Work to complete:
• a. Translate into French the following sentence from the culturomics passage below: "The openness of culturomics will let a thousand flowers bloom, but only in one type of research."
• b. Answer these questions using the culturomics passage below:
(i) According to the passage, what is the openness of the sciences based around?
(ii) Which four names are given in parentheses for the route of this project?
(iii) What will the rollout of more sets of genres with better metadata provide?

Passage shown:

That’s because, in part, of the different types of openness. The openness of the sciences is based around replicability of experiments with relatively constrained goals; whereas currently, no one knows just what we’re headed for in the humanities. (Particularly in history, which I promise a lot more about later.) The openness of culturomics will let a thousand flowers bloom, but only in one type of research. Of course there will be other types: but the combined cultural capital of the route this project (Harvard-Google-Science-New York Times) makes it important to be clear that the release of centralized datasets, a la genomics, is not the long-term solution to allowing digital history.

I should be equally clear, though, that it is a long-term solution—some sort of baseline data is incredibly useful for all sorts of textual analysis, and whatever Google provides will probably be the best we get. I’ve had a little trouble so far figuring out how to use the Culturomics data to clean up my own dataset (largely because I don’t want to adopt their ways of using capitalization and apostrophes for memory-saving reasons) but with a larger dataset, those sorts of problems should melt away. As they role out some more sets of genres with better metadata, it will provide an amazing group of genre baselines for comparison of more localized texts.

Provided material:
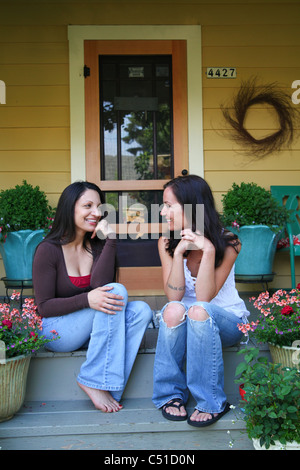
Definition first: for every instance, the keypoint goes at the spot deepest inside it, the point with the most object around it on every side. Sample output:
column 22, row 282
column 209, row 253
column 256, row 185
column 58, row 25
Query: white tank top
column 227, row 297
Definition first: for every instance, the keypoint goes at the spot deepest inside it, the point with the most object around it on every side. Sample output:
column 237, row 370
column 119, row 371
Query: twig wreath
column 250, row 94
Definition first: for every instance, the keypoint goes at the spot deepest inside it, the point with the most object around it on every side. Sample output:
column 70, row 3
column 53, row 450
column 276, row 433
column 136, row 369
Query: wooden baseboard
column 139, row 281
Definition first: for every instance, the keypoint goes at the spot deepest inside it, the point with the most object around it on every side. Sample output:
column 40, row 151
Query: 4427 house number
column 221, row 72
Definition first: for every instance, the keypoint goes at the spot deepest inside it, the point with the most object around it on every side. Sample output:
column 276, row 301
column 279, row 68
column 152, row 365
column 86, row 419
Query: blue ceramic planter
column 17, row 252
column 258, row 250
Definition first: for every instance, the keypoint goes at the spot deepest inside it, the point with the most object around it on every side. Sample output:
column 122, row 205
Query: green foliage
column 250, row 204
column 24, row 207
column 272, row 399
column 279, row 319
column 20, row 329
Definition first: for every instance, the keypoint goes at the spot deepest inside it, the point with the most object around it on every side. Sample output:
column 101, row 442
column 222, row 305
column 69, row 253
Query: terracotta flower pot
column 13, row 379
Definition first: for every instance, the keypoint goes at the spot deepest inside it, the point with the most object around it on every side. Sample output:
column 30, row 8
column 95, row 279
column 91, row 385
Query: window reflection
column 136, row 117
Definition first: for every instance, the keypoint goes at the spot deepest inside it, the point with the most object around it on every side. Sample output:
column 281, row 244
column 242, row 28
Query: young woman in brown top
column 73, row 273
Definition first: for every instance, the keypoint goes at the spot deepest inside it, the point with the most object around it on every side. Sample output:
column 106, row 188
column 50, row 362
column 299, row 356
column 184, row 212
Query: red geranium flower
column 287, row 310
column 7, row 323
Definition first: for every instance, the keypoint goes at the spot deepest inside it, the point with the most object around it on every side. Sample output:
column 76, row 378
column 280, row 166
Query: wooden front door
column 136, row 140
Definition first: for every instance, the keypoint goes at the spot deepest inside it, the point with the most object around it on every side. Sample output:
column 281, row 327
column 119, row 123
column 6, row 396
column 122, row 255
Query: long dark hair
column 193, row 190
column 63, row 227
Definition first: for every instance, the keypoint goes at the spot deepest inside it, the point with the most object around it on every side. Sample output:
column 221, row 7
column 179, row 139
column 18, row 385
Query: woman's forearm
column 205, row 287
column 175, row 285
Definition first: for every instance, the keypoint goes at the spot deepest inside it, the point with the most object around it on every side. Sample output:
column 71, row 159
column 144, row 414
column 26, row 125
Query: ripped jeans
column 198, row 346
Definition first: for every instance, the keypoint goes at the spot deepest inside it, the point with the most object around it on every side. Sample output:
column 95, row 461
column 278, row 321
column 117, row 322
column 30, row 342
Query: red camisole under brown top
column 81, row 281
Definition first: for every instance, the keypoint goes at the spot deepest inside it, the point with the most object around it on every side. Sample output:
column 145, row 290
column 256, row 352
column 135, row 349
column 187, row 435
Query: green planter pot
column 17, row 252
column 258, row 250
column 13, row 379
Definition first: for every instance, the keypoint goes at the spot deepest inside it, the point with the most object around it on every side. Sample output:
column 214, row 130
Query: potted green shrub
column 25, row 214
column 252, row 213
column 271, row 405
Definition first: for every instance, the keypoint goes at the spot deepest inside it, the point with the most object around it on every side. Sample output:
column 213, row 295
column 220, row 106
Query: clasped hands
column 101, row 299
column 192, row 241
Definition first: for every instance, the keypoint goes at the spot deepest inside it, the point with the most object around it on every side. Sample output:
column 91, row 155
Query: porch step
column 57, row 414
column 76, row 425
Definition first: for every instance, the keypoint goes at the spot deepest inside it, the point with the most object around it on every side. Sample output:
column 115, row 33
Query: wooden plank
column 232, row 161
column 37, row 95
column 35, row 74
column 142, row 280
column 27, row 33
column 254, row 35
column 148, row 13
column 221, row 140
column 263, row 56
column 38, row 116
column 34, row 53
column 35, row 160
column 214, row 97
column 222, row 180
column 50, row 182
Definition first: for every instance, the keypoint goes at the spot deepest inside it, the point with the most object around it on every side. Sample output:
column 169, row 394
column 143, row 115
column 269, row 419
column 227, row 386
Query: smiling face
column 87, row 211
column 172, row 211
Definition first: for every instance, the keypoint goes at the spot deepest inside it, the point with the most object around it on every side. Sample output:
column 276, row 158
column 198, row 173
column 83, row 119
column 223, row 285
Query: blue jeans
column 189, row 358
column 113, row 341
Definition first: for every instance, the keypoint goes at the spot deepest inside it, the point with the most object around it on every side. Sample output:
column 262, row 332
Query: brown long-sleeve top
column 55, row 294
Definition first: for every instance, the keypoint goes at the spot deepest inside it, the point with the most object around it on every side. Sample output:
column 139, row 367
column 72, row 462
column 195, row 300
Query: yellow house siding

Answers per task:
• a. L’ouverture de la culturomique permettra à mille fleurs d’éclore, mais uniquement dans un seul type de recherche.

• b.
(i) Replicability of experiments with relatively constrained goals.
(ii) Harvard, Google, Science, and the New York Times.
(iii) An amazing group of genre baselines for comparison of more localized texts.